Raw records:
□ □ □ □ □ □ □
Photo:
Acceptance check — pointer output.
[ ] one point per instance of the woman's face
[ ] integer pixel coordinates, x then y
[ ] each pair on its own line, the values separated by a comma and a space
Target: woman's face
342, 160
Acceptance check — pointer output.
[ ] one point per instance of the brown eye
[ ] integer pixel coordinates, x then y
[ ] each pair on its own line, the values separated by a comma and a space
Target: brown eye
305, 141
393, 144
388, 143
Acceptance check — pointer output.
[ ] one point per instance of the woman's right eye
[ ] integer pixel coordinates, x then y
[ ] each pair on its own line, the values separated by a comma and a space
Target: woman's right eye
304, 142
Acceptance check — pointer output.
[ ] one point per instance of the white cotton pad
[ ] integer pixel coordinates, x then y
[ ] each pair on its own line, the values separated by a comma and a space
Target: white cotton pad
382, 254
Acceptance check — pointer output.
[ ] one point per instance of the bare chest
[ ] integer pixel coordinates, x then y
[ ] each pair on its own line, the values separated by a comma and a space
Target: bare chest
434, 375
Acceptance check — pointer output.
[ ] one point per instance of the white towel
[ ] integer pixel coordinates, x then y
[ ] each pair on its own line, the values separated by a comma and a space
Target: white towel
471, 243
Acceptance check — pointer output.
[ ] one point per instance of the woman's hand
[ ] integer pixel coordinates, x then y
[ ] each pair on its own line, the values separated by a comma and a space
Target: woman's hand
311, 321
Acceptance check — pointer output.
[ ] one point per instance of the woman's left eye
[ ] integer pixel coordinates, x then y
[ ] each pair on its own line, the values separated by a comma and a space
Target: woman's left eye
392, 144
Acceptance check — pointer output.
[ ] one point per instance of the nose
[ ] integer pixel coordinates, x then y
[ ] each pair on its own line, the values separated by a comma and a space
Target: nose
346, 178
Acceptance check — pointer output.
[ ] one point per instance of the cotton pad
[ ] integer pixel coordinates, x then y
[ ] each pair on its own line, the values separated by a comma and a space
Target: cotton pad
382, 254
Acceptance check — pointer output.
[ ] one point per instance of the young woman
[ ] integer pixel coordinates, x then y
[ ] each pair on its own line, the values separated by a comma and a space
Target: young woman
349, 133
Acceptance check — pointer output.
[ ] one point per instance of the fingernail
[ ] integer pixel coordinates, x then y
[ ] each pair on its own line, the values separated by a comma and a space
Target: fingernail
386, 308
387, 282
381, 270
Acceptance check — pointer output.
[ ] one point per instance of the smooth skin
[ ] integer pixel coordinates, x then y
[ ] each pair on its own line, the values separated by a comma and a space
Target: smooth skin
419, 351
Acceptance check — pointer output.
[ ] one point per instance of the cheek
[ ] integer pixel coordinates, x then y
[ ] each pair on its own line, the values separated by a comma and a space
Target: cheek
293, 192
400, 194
□ □ □ □ □ □ □
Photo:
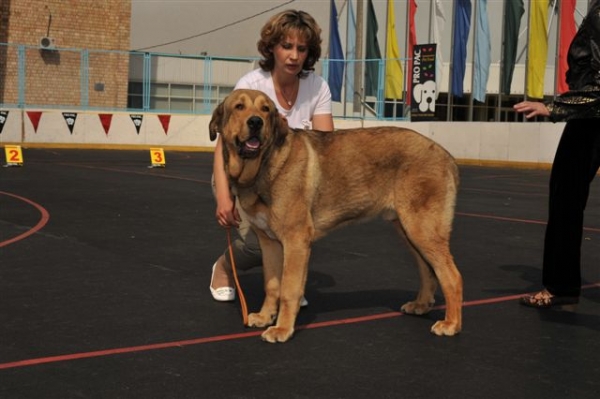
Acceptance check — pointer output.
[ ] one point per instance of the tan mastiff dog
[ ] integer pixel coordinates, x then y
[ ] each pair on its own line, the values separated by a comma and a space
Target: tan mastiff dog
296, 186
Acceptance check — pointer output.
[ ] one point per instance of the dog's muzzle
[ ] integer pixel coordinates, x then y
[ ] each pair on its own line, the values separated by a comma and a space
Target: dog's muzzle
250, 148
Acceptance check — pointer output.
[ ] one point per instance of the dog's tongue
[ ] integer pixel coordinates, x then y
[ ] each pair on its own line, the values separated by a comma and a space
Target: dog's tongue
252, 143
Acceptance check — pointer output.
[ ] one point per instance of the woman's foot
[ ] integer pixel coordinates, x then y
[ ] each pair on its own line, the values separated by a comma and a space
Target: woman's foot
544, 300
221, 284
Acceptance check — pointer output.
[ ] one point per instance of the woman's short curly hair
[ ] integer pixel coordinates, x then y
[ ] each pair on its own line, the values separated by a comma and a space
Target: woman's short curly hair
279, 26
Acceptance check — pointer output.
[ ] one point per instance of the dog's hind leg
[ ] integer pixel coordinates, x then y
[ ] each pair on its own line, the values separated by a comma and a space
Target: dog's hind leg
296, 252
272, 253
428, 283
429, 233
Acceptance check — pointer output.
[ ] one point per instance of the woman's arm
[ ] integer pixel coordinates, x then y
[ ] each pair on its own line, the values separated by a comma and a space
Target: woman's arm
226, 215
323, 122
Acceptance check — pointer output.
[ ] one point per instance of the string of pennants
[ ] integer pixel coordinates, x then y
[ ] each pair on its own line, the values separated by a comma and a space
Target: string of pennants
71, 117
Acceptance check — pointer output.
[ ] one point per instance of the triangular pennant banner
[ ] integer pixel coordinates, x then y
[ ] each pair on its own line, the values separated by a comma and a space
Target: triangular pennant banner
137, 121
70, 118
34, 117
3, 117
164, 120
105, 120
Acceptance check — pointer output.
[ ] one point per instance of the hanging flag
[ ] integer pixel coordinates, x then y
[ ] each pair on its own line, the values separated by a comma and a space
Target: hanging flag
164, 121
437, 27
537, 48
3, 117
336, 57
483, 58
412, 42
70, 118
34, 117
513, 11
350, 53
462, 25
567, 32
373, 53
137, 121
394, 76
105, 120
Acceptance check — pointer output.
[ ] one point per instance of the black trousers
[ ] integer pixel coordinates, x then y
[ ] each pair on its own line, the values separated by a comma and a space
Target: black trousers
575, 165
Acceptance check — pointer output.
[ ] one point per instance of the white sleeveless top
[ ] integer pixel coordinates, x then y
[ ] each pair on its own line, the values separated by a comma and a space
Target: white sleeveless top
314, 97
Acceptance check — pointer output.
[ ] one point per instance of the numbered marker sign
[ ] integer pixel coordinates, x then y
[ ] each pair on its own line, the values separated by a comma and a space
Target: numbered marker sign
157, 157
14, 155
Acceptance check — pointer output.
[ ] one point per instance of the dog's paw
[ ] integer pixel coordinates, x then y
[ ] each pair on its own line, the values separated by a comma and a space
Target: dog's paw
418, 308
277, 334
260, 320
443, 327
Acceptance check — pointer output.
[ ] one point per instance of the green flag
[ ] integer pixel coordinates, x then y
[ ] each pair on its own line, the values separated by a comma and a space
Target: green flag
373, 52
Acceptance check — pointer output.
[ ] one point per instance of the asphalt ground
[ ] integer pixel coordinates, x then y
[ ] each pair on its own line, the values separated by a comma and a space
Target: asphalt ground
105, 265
□ □ □ □ □ □ □
Tally the lines in the listing above that contain the string "pennants", treating uppercase and lowercase as distinct, and give only the resulting number.

2